** WHAT THE EXERCISE ASKS **
Copy the entries below word for word, with no changes of any kind.

[Entries from a point annotation set]
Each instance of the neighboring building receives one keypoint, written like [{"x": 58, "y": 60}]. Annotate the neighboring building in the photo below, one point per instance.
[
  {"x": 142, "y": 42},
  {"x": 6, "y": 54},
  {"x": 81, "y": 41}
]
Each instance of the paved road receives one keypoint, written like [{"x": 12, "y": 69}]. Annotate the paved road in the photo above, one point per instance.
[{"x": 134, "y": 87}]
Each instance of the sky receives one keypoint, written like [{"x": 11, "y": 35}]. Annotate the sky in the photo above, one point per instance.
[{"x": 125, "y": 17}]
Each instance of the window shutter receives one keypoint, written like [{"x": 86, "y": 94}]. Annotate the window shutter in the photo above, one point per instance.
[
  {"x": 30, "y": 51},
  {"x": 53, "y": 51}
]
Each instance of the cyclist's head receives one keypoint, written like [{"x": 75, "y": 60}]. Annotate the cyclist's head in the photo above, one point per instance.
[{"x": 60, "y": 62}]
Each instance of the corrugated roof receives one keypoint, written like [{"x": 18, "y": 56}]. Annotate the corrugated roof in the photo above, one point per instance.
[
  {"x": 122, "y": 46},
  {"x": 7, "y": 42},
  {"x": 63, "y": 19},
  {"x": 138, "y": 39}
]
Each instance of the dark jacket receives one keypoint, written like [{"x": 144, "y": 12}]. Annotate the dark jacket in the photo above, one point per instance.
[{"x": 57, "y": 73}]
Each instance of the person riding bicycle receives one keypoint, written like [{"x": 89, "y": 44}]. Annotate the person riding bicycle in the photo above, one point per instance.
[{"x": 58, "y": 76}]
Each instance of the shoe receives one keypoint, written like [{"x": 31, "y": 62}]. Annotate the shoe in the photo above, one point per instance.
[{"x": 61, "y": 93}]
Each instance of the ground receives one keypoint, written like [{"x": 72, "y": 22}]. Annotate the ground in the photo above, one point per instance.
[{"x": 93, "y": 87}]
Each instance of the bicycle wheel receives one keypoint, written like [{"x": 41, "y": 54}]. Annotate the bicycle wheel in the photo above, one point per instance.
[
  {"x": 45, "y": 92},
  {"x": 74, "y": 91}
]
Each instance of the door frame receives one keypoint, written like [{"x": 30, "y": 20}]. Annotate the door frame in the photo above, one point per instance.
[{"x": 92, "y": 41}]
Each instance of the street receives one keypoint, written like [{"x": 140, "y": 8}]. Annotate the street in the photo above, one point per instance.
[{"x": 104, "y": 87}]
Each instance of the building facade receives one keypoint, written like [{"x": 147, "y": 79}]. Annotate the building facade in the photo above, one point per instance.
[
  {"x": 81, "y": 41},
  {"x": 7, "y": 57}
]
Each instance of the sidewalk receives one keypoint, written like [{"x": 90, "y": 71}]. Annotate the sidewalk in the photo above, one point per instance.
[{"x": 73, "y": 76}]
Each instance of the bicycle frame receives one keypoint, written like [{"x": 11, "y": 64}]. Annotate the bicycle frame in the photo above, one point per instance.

** OUTPUT FOR THIS EXERCISE **
Each instance of the neighboring building receives one keypoint, written like [{"x": 58, "y": 60}]. Annotate the neighboring building in the photo below, one point per instance.
[
  {"x": 142, "y": 42},
  {"x": 6, "y": 54},
  {"x": 81, "y": 41}
]
Each instance of the paved road receives one keypoint, written like [{"x": 12, "y": 69}]. Annotate the paved road in the photo above, one point per instance.
[{"x": 134, "y": 87}]
Each instance of the sky receives one keypoint, written like [{"x": 11, "y": 35}]. Annotate the sky in the photo above, one point per instance.
[{"x": 125, "y": 17}]
Each instance of the window shutter receives one keypoint, written like [{"x": 86, "y": 94}]. Annotate the window shutter in the photo above, one point per instance.
[
  {"x": 30, "y": 51},
  {"x": 53, "y": 51}
]
Each instance of the cyclist's head receives one keypoint, written like [{"x": 75, "y": 60}]. Annotate the cyclist's head in the photo above, one point per instance.
[{"x": 60, "y": 62}]
Each instance of the corrugated roof receives one keypoint, written like [{"x": 18, "y": 56}]. Annotate the corrugated roof in the photo above, one point per instance.
[
  {"x": 122, "y": 46},
  {"x": 7, "y": 42},
  {"x": 63, "y": 19},
  {"x": 138, "y": 39}
]
Each instance of the dark jacket receives one keypoint, written like [{"x": 144, "y": 12}]. Annotate the dark jacket in the photo above, one point per instance.
[{"x": 57, "y": 73}]
Each instance of the person riding bicycle receives one keypoint, written like [{"x": 89, "y": 44}]. Annotate the person riding bicycle in the photo above, one point per instance.
[{"x": 58, "y": 76}]
Each instance of the shoe receives one keypoint, written like [{"x": 31, "y": 62}]. Annotate the shoe in the photo above, one point per instance.
[{"x": 61, "y": 93}]
Each instance of the ground receives one keypoint, written like [{"x": 72, "y": 22}]. Annotate the ground in the photo above, one point per instance.
[{"x": 93, "y": 87}]
Each instance of the bicycle wheel receives one keypoint, written like [{"x": 41, "y": 54}]. Annotate the bicycle wheel in the photo above, one point per instance.
[
  {"x": 45, "y": 92},
  {"x": 74, "y": 91}
]
Each instance of the door frame receives one keypoint, written like [{"x": 30, "y": 20}]. Annotate the door frame in the photo above, one point per instance.
[{"x": 92, "y": 41}]
Each instance of the street receives one keypoint, written like [{"x": 140, "y": 8}]. Annotate the street in the photo above, one point per instance.
[{"x": 104, "y": 87}]
Each instance of the building facade receives one keypoint, written like [{"x": 147, "y": 79}]. Annotate the building facade in the photo above, one point per instance.
[
  {"x": 81, "y": 41},
  {"x": 7, "y": 57}
]
Each instance of the sidewalk receives one keypoint, written like [{"x": 90, "y": 71}]. Annotate the sidewalk in the photo above, one point per instance.
[{"x": 73, "y": 76}]
Each instance of the bicycle frame receives one keypoint, written like [{"x": 11, "y": 64}]. Annotate the bicycle frame in the photo above, one point per instance.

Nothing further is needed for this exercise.